Exercise requirements → Below are some records; find each line that carries the word "green" and copy it.

The input →

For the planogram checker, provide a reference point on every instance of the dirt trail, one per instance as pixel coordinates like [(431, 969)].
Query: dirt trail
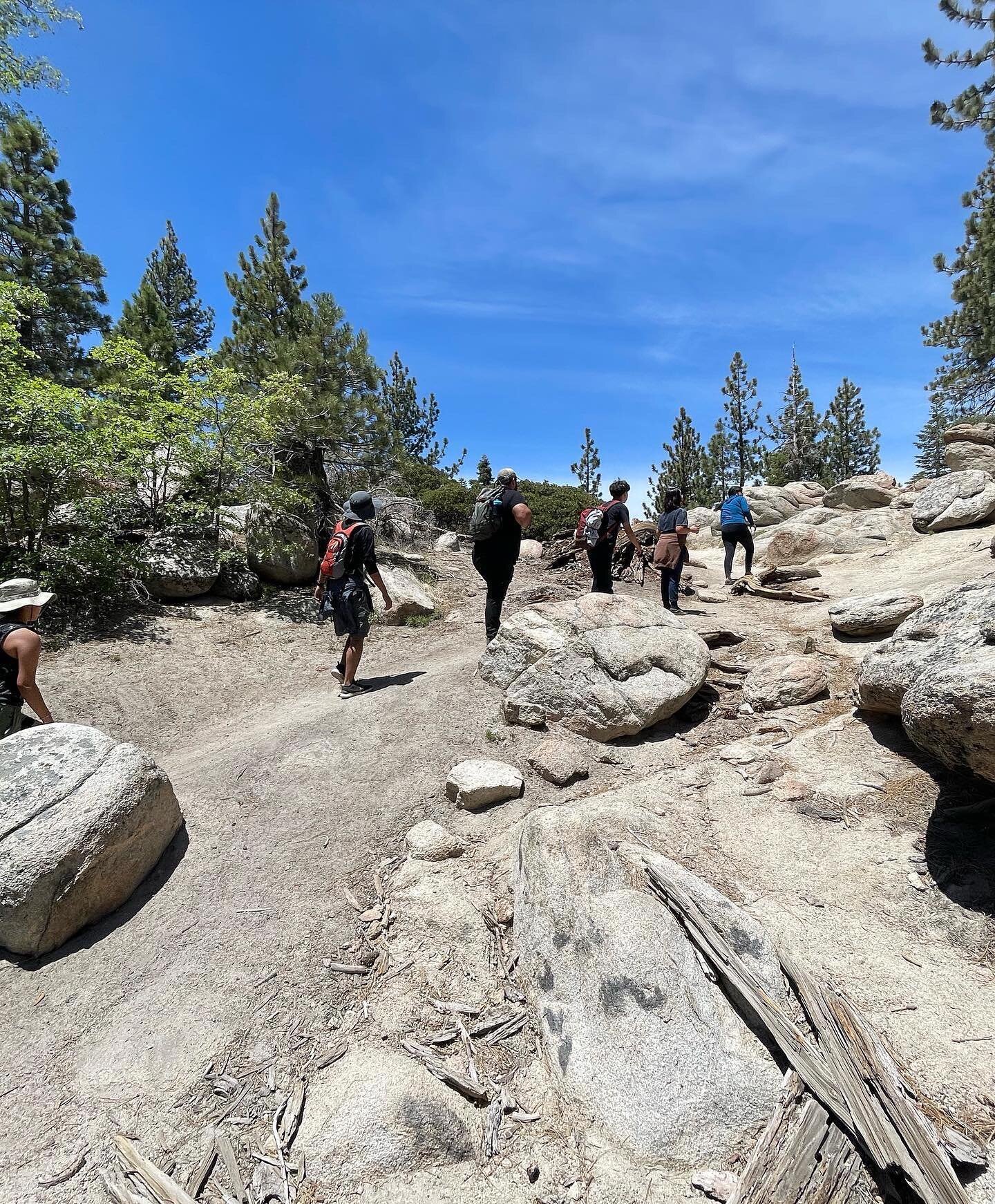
[(290, 793)]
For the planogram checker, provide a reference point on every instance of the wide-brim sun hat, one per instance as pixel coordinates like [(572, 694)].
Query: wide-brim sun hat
[(21, 592), (363, 506)]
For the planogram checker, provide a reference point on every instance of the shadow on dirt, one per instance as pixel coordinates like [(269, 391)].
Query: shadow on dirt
[(97, 932), (959, 838)]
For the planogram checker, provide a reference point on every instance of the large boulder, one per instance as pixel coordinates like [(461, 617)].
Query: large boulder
[(379, 1113), (176, 567), (785, 681), (407, 592), (960, 499), (865, 493), (636, 1035), (874, 614), (938, 672), (84, 819), (279, 547), (602, 665), (970, 446)]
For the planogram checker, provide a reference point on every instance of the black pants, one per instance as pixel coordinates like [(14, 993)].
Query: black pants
[(600, 558), (498, 572), (732, 535)]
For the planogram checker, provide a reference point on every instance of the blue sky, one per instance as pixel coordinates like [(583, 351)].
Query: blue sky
[(561, 212)]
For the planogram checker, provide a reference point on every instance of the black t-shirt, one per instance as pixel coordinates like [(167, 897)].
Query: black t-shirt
[(361, 553), (506, 543), (672, 520)]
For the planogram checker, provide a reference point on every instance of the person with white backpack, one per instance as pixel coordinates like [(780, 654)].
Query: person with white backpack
[(498, 519), (342, 592)]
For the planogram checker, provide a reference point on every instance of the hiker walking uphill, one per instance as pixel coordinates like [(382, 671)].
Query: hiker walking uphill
[(598, 532), (342, 590), (737, 523), (498, 519), (21, 605)]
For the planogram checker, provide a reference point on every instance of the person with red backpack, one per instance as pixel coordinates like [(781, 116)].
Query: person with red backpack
[(342, 592), (600, 535)]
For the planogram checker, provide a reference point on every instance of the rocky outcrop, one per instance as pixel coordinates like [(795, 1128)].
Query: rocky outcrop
[(279, 547), (636, 1035), (558, 761), (84, 819), (381, 1114), (865, 493), (785, 681), (409, 596), (475, 784), (874, 614), (602, 665), (970, 446), (960, 499), (176, 567), (938, 672)]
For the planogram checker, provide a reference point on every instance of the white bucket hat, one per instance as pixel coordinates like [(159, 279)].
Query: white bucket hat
[(22, 592)]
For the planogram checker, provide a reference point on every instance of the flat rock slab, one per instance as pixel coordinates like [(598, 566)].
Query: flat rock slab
[(602, 665), (938, 672), (84, 819), (431, 842), (475, 784), (558, 761), (785, 681), (636, 1037), (874, 614), (958, 500)]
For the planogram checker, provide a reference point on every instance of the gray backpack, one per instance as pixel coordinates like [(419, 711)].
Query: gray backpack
[(486, 519)]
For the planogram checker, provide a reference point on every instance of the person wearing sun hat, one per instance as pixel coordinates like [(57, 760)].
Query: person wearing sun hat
[(21, 603)]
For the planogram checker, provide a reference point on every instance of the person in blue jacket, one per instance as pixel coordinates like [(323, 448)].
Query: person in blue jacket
[(738, 527)]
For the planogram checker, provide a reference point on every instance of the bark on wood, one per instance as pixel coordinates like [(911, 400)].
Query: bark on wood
[(803, 1157)]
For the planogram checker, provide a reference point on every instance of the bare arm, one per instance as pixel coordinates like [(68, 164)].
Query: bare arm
[(26, 646)]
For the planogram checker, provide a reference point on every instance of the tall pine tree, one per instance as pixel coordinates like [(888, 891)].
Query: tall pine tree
[(586, 469), (795, 433), (743, 415), (680, 469), (929, 443), (40, 250), (849, 447), (165, 317), (269, 314)]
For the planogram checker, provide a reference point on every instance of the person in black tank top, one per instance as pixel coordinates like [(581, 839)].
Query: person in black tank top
[(21, 603)]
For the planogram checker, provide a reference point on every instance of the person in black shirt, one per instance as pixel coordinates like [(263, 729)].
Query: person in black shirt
[(349, 595), (495, 559), (616, 517)]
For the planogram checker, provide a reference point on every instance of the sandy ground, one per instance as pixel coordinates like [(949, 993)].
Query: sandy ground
[(289, 793)]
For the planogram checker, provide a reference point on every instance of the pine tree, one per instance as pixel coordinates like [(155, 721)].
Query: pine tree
[(485, 473), (586, 469), (976, 104), (269, 312), (680, 469), (850, 448), (797, 453), (929, 442), (39, 250), (740, 391), (720, 464), (165, 317), (965, 378)]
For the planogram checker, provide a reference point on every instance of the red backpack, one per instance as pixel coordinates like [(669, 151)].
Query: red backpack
[(334, 565)]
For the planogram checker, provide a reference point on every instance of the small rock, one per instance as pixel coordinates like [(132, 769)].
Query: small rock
[(475, 784), (558, 761), (431, 842)]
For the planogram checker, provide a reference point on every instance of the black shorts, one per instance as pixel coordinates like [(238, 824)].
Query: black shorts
[(350, 605)]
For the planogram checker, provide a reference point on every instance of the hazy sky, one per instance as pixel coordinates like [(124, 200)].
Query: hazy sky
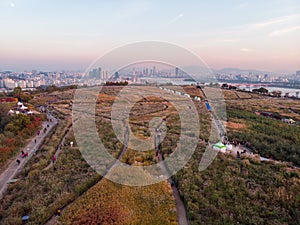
[(70, 34)]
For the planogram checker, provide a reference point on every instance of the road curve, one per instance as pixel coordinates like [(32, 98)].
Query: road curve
[(14, 169)]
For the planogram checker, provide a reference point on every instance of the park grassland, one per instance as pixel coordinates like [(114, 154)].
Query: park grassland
[(265, 136), (247, 191), (39, 192), (244, 191), (110, 203)]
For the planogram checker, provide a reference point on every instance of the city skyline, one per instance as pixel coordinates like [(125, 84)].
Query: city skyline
[(70, 35)]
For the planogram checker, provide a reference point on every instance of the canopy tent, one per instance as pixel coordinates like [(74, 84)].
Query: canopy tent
[(219, 147), (24, 107)]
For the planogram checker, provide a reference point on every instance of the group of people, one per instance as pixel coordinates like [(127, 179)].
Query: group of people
[(23, 155)]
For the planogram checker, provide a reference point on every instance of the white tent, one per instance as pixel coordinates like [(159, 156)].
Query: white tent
[(24, 107), (219, 147), (228, 147)]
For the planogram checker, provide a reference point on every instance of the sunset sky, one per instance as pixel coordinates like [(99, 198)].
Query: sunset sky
[(56, 34)]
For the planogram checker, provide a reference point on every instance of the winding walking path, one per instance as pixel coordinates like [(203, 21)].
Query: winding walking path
[(180, 207), (14, 168)]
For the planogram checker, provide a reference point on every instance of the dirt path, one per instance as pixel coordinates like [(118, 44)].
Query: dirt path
[(14, 168), (180, 207), (59, 148)]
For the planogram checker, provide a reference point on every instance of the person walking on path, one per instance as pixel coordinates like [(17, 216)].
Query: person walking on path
[(53, 158)]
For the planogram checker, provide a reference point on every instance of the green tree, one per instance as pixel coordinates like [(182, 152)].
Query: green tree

Expected answer →
For the planogram checker, provide a reference point on every instance of the green tree, one per instance as pixel coordinates like [(182, 152)].
Query: green tree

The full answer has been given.